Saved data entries
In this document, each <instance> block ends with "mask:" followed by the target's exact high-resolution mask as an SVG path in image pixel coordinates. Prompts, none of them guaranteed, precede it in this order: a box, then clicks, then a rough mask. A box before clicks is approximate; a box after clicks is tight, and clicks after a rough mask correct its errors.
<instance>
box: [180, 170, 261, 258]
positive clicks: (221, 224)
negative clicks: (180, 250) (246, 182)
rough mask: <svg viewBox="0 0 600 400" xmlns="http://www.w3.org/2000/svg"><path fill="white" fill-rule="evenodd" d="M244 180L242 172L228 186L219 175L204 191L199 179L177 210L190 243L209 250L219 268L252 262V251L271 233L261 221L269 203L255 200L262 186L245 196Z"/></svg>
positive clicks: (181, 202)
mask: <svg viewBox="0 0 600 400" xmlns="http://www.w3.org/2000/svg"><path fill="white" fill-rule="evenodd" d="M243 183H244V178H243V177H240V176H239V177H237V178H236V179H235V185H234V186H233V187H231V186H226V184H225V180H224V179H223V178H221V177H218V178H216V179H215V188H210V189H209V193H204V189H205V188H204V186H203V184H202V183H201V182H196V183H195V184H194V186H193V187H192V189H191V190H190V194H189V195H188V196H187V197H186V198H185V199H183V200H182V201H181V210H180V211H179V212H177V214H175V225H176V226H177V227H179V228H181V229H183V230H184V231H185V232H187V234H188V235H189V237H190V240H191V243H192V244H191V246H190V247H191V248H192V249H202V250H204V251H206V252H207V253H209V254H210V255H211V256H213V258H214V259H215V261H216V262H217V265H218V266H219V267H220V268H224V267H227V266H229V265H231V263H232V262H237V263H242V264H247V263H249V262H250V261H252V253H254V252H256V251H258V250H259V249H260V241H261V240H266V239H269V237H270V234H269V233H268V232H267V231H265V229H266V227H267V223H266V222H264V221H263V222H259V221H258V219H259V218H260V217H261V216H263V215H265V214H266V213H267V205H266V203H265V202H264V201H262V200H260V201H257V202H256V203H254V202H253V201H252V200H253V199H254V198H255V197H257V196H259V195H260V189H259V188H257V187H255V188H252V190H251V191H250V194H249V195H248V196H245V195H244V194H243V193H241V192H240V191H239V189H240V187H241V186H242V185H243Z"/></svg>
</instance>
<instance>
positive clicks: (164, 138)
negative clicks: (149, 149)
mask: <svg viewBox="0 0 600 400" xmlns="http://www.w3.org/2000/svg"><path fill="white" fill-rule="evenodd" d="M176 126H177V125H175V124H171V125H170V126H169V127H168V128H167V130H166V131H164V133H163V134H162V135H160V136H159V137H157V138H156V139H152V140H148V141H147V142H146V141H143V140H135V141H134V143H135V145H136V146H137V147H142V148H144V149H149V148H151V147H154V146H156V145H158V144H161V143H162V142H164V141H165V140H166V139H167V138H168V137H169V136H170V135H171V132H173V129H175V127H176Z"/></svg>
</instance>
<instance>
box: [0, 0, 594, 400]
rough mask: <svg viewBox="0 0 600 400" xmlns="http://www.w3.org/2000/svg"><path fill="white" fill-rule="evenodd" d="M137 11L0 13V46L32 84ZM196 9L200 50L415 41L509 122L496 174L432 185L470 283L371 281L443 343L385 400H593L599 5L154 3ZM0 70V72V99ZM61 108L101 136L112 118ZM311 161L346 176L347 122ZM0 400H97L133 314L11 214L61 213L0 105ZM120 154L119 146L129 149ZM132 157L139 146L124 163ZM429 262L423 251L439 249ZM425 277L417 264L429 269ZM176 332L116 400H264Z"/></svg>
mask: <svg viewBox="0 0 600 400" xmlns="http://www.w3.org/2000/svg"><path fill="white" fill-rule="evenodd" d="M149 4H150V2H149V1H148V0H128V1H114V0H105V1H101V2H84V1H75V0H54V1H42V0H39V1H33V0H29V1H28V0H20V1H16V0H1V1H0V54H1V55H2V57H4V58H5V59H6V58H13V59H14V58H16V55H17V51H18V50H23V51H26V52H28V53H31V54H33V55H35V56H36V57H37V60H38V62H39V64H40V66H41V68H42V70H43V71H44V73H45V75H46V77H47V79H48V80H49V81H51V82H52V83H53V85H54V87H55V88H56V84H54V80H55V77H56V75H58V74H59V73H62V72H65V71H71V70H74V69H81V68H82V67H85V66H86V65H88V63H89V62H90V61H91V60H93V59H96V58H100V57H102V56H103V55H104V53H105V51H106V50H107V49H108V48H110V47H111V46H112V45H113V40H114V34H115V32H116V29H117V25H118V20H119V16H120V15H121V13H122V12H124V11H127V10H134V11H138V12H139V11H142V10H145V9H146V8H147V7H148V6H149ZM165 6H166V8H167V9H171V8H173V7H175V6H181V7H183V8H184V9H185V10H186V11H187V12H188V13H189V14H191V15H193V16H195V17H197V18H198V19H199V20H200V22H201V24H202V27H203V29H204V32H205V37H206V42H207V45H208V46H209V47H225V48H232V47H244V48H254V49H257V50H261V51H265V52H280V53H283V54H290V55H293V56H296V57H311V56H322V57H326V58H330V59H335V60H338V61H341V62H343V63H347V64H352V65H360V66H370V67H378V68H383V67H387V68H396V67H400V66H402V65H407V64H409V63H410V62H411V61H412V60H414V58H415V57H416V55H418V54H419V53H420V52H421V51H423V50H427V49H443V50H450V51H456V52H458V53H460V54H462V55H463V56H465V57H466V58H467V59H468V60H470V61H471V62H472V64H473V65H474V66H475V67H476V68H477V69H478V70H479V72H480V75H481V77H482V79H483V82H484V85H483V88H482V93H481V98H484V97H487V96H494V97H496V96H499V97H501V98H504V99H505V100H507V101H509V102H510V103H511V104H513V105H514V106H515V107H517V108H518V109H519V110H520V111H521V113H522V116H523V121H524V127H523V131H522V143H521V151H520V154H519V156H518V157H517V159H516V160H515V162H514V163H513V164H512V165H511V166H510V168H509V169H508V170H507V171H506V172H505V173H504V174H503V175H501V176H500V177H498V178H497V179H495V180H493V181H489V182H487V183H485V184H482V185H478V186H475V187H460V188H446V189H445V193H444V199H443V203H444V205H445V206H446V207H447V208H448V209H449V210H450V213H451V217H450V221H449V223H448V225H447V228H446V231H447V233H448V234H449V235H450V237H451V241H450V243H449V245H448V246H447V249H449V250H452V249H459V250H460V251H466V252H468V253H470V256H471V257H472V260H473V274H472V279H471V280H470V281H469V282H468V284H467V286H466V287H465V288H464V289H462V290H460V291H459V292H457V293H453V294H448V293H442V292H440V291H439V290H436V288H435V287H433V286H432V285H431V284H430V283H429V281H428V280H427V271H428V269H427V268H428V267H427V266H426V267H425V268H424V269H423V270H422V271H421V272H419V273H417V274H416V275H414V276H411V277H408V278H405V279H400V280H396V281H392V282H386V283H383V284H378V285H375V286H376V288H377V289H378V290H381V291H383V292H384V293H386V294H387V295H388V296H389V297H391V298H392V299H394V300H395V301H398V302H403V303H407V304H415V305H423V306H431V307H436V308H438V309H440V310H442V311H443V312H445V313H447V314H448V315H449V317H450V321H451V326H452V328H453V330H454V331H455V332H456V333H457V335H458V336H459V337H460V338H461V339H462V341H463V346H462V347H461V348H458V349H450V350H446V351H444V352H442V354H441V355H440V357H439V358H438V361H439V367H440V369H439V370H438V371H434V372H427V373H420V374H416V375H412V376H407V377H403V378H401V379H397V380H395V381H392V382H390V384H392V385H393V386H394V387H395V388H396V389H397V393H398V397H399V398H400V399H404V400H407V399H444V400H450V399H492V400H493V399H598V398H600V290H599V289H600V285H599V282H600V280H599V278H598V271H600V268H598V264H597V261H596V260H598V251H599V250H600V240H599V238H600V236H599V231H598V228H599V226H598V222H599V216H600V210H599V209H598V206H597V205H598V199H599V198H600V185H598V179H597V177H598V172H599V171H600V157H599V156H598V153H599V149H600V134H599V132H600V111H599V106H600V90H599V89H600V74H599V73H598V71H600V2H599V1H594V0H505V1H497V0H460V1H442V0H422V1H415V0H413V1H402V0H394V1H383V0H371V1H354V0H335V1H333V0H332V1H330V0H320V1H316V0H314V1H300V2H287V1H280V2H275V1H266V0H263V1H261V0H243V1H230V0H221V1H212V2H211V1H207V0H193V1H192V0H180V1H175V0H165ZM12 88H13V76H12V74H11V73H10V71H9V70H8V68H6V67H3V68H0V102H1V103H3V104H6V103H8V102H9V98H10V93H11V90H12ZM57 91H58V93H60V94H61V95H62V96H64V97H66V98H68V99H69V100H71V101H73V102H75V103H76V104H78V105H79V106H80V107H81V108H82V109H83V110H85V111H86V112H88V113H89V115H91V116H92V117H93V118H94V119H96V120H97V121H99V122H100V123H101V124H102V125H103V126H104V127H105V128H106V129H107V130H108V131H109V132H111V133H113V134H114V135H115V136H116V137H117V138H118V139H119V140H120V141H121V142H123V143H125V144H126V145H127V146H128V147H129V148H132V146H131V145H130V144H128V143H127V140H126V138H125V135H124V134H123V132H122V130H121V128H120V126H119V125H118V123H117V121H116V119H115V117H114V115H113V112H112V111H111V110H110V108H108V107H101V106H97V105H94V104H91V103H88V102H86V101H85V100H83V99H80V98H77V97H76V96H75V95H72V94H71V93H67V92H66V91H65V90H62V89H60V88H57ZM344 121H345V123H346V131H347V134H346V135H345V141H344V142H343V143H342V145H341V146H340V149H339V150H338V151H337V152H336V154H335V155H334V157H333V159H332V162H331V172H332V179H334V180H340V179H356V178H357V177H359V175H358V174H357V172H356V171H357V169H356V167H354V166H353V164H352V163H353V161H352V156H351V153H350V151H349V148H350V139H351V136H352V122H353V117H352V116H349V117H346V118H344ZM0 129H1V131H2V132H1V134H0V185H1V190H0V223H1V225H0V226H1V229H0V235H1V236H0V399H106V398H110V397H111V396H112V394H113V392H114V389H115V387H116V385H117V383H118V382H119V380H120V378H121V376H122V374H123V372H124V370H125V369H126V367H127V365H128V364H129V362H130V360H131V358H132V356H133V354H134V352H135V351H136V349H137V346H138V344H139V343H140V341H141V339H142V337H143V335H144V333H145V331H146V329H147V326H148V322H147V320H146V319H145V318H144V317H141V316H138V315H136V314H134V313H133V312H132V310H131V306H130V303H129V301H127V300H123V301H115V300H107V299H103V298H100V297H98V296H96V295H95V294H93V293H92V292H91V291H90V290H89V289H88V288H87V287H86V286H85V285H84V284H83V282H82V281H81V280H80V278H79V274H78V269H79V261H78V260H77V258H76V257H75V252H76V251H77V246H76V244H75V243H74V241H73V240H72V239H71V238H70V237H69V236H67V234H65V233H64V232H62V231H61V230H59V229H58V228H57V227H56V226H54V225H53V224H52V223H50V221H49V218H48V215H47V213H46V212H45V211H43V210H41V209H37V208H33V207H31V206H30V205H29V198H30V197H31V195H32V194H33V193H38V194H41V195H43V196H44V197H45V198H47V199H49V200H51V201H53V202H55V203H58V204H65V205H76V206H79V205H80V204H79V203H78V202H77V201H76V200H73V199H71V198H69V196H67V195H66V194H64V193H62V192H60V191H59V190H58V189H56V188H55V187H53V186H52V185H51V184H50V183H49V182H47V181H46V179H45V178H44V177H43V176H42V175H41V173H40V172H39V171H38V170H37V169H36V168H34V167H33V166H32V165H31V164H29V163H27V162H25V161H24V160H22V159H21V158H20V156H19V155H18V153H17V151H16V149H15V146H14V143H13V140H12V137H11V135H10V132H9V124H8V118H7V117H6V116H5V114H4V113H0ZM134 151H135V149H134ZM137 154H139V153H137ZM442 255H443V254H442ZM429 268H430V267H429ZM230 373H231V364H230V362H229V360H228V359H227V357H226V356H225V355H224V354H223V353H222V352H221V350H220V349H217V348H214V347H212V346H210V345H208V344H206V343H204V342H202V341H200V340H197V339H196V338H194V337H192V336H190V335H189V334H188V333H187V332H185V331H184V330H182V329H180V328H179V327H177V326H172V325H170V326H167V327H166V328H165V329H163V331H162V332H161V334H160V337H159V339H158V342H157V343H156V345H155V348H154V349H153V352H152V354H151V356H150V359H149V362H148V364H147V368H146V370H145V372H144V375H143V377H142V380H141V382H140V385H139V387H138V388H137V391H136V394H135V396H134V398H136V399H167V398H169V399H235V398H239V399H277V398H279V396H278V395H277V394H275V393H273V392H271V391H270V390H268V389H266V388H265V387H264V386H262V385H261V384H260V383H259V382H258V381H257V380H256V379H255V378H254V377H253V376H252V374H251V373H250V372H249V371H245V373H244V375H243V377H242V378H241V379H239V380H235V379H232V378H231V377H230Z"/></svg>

*PROBLEM TO WORK ON*. What you return should be exactly the lines above, starting at the one with "negative clicks: (180, 250) (246, 182)" and ending at the one with "180L242 172L228 186L219", and nothing else.

*RESULT FOR THIS EXERCISE*.
negative clicks: (180, 250) (246, 182)
rough mask: <svg viewBox="0 0 600 400" xmlns="http://www.w3.org/2000/svg"><path fill="white" fill-rule="evenodd" d="M244 180L242 172L228 186L219 175L204 191L199 179L177 210L190 243L209 250L219 268L252 262V251L271 233L261 221L269 203L255 200L262 186L245 196Z"/></svg>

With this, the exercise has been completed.